Go line by line through the records below. Copy whichever lines contain the string "window".

○ ○ ○ ○ ○

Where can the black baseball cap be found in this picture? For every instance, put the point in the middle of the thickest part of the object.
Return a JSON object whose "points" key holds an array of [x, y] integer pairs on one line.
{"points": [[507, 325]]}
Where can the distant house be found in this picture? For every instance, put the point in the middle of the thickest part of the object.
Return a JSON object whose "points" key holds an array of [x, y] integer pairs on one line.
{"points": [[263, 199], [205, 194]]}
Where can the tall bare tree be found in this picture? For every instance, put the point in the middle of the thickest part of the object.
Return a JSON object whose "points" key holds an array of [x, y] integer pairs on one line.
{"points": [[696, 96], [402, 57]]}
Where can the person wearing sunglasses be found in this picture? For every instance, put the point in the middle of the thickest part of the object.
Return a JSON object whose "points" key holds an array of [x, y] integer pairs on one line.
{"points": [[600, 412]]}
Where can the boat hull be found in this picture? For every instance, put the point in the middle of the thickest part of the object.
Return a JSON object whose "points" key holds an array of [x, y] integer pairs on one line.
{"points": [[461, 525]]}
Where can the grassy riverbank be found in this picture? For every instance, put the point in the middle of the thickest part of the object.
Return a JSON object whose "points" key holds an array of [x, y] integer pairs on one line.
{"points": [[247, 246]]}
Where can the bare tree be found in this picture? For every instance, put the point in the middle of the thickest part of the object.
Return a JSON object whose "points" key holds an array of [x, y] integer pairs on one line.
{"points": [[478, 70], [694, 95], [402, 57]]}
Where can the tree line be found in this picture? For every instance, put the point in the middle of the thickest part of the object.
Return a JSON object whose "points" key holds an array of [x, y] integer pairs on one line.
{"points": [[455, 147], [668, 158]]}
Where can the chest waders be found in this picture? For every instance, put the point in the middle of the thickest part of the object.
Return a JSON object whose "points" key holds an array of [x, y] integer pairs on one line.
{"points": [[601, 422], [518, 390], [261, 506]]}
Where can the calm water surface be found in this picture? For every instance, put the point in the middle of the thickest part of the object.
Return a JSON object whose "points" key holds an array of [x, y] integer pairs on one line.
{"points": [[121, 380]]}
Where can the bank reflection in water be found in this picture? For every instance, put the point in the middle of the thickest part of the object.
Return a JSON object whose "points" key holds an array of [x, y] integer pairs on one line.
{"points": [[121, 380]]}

○ ○ ○ ○ ○

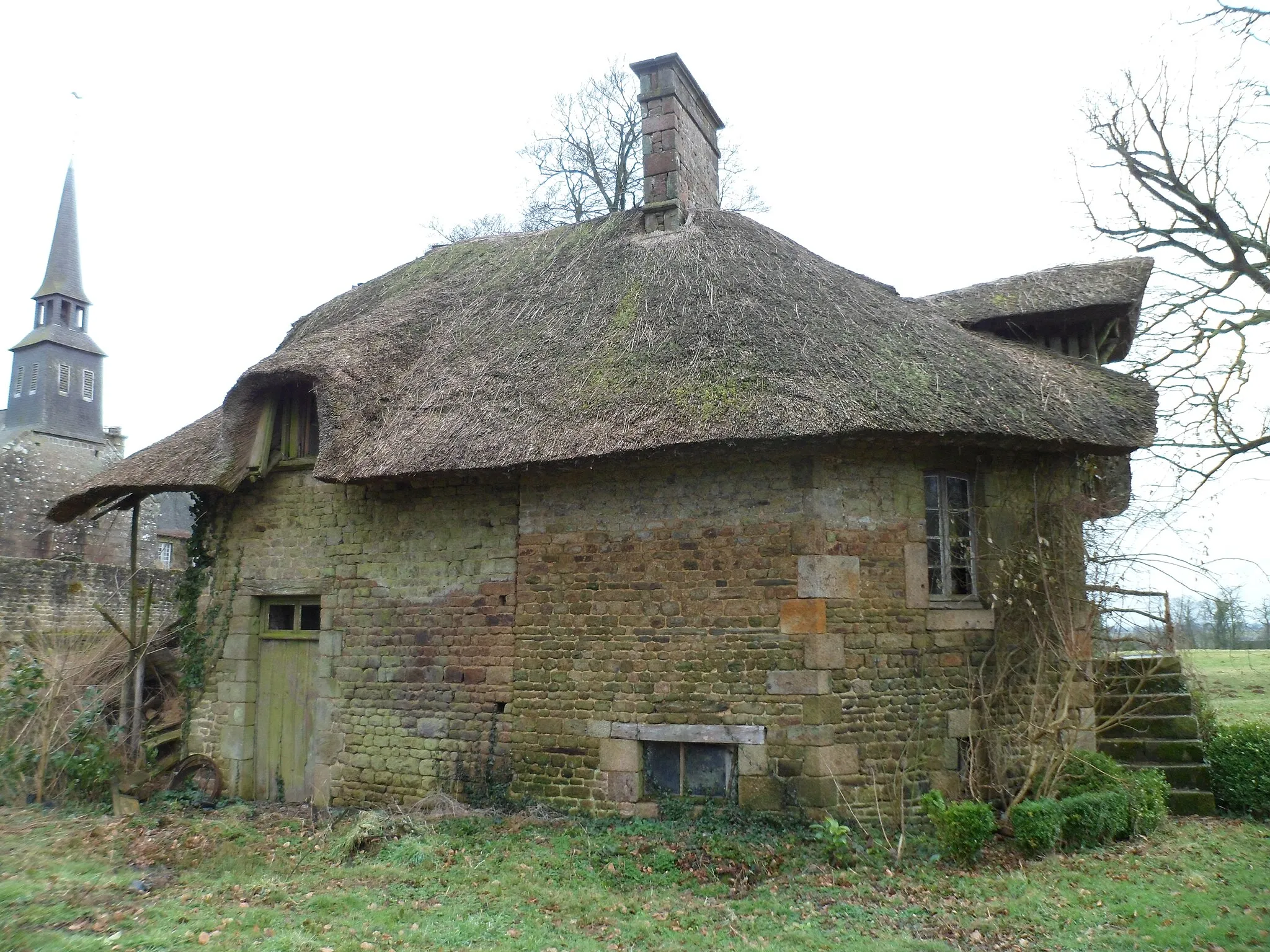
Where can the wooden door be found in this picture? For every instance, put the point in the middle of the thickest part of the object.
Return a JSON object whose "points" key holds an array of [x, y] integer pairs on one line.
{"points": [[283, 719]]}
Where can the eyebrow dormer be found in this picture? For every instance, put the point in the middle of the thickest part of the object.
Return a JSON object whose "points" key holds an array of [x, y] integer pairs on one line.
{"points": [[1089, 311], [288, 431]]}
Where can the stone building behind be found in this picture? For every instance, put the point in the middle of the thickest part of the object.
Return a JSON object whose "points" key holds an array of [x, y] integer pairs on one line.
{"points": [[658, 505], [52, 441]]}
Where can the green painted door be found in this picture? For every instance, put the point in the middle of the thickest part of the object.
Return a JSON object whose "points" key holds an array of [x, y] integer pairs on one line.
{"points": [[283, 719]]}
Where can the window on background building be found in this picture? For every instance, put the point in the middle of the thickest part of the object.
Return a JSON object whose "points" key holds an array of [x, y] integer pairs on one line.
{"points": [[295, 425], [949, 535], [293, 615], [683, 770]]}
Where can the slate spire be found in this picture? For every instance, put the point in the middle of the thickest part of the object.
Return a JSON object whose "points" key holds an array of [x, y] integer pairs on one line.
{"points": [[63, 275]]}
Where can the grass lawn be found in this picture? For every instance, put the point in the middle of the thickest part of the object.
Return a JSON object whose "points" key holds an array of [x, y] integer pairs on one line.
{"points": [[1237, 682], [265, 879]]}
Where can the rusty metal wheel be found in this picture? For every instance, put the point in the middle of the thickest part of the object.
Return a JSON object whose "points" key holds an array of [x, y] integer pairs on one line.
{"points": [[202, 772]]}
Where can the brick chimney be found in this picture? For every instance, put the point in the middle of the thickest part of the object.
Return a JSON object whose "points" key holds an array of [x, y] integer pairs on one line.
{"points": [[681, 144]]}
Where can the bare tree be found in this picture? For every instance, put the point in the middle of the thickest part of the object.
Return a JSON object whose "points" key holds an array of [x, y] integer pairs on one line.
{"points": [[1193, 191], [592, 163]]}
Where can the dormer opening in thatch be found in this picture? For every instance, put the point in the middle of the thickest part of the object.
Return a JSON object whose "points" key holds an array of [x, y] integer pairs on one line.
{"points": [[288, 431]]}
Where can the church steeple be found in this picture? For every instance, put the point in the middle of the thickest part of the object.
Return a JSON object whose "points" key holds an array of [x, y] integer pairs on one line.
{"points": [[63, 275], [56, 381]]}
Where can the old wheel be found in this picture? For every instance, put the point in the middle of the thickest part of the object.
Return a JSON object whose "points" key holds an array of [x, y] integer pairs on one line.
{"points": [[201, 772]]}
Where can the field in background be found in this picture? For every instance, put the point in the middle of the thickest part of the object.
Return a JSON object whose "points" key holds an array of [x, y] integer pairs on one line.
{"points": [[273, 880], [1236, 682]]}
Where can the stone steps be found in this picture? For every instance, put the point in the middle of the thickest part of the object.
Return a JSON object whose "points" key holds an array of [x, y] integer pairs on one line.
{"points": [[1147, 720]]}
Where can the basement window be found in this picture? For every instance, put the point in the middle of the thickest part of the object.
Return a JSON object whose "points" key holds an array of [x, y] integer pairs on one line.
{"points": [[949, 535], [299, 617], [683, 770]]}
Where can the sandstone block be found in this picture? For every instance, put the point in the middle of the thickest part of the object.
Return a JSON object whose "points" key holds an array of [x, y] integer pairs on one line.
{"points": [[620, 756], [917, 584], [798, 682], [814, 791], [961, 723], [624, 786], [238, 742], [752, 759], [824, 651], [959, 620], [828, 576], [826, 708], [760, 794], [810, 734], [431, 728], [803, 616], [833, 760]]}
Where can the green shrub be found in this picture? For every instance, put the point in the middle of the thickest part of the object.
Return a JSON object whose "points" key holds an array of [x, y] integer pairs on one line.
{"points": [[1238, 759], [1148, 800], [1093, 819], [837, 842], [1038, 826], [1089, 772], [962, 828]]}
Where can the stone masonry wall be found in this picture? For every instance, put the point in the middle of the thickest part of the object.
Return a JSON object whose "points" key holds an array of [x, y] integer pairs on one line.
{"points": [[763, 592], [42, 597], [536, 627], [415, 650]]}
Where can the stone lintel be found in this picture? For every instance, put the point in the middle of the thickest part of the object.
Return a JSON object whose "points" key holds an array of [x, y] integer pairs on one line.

○ ○ ○ ○ ○

:: EXERCISE RESULT ::
Where can the window on background building be found in this picture? For every instance, put the point in the middle of the thickest part of the object.
Where can the basement window be found in this picture? For every instance, put the point in the middle of the thickest part of the object.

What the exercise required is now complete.